[Start of Attachment]

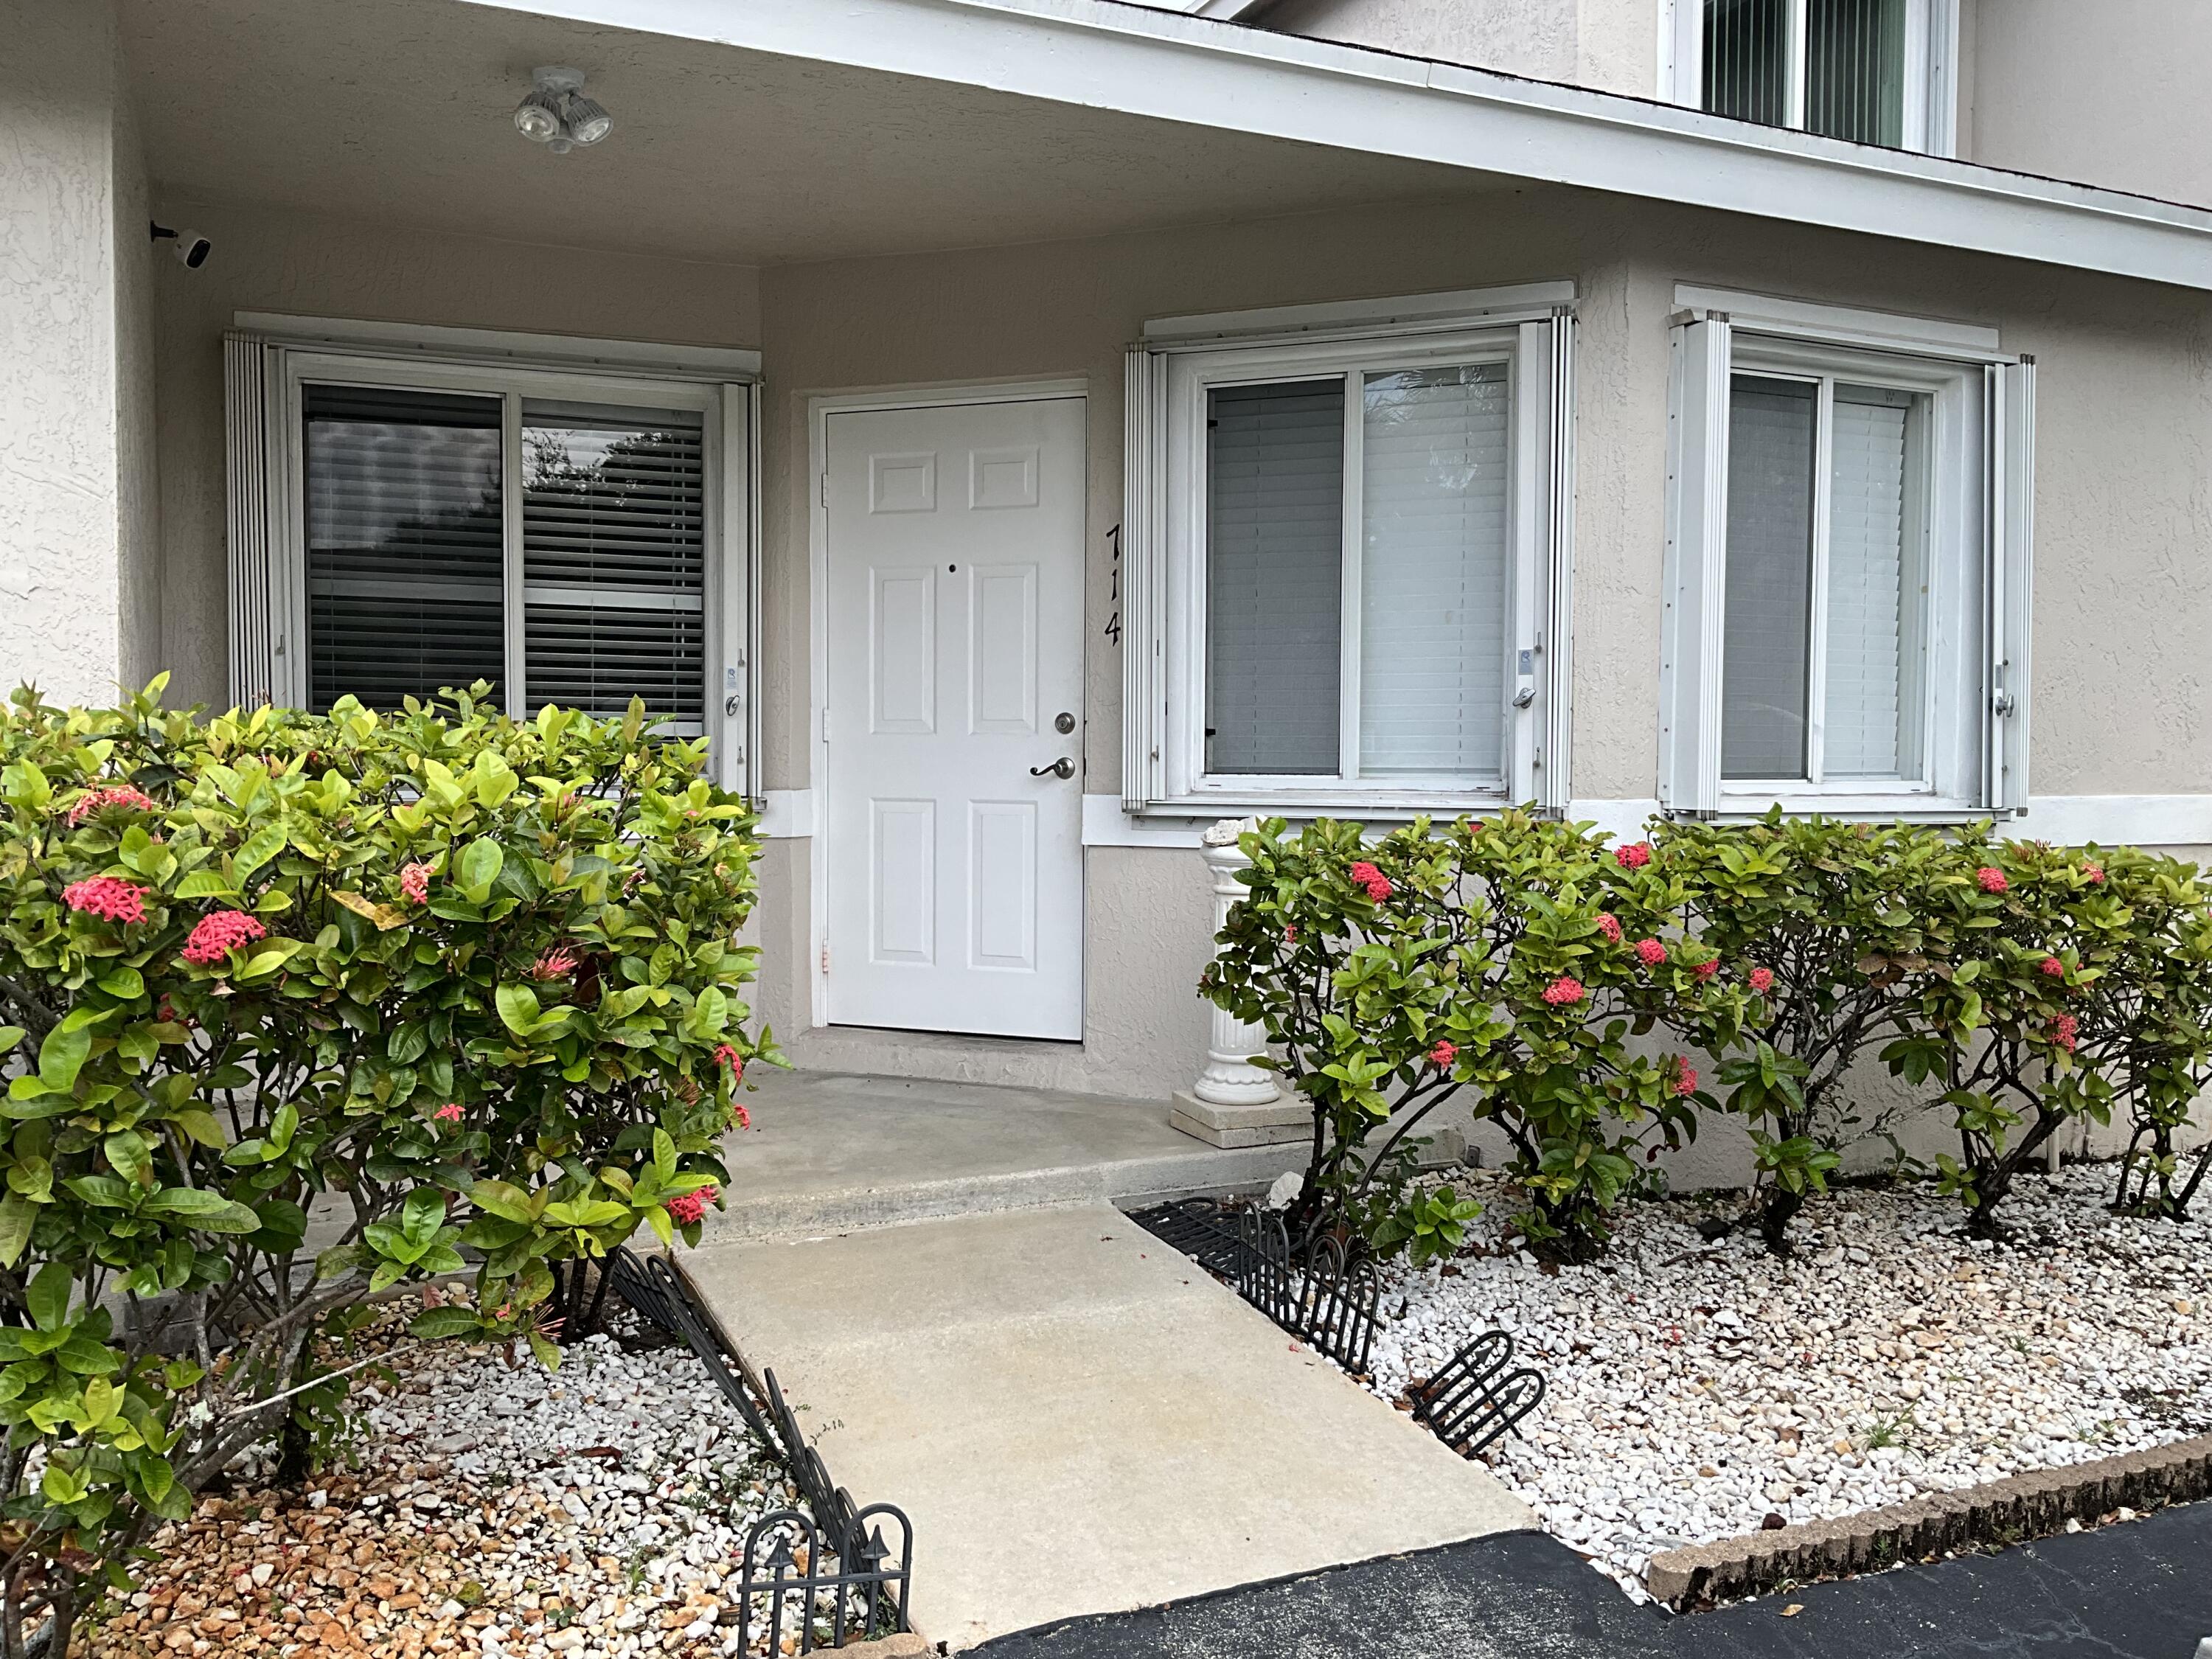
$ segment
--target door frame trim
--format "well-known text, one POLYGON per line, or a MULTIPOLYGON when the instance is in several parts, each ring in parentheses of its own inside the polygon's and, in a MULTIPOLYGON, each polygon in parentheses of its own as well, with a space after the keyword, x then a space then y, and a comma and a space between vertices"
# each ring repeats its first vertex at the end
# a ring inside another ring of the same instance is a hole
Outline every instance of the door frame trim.
MULTIPOLYGON (((884 386, 872 391, 818 392, 806 400, 806 474, 799 487, 806 492, 807 574, 807 793, 812 798, 812 845, 807 882, 806 974, 808 1023, 830 1024, 830 975, 822 971, 822 953, 830 945, 830 860, 824 856, 830 833, 830 752, 822 736, 823 711, 830 706, 830 509, 823 505, 823 480, 830 465, 830 417, 896 410, 960 408, 976 404, 1024 404, 1083 400, 1084 532, 1079 557, 1083 562, 1082 592, 1090 592, 1091 553, 1091 380, 1087 375, 1056 375, 1036 380, 952 381, 943 385, 884 386)), ((1079 628, 1079 637, 1088 630, 1079 628)), ((1085 641, 1087 643, 1087 639, 1085 641)), ((1085 695, 1088 695, 1086 685, 1085 695)))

[End of Attachment]

[How to complete this task] In your copy, restate the data above word for word but leave out any picture.

[Response below]
$ segment
--target door frame trim
--format "well-known text, one POLYGON per line, or a MULTIPOLYGON when the instance is in several parts, each ring in parentheses of its own inside the polygon's and, in a MULTIPOLYGON, each polygon in parentheses of its own as well, with a space after the keyword, x then a space then y, and a comma and a space between vertices"
# each ring repeats its first vertex at the end
# a ring inside another ring of the same instance is a hole
Outline every instance of the door frame trim.
MULTIPOLYGON (((884 386, 872 391, 818 392, 806 400, 806 474, 799 487, 806 492, 807 574, 807 793, 812 798, 812 845, 807 882, 806 974, 808 1023, 830 1024, 830 975, 822 971, 822 953, 830 945, 830 860, 824 856, 830 833, 830 752, 822 736, 823 711, 830 706, 830 509, 823 505, 823 480, 830 465, 830 417, 896 410, 960 408, 976 404, 1024 404, 1083 400, 1084 532, 1079 557, 1083 562, 1082 592, 1090 592, 1091 553, 1091 380, 1087 375, 1056 375, 1036 380, 952 381, 943 385, 884 386)), ((1079 628, 1079 637, 1088 630, 1079 628)), ((1085 641, 1087 643, 1087 639, 1085 641)), ((1085 695, 1088 695, 1086 685, 1085 695)))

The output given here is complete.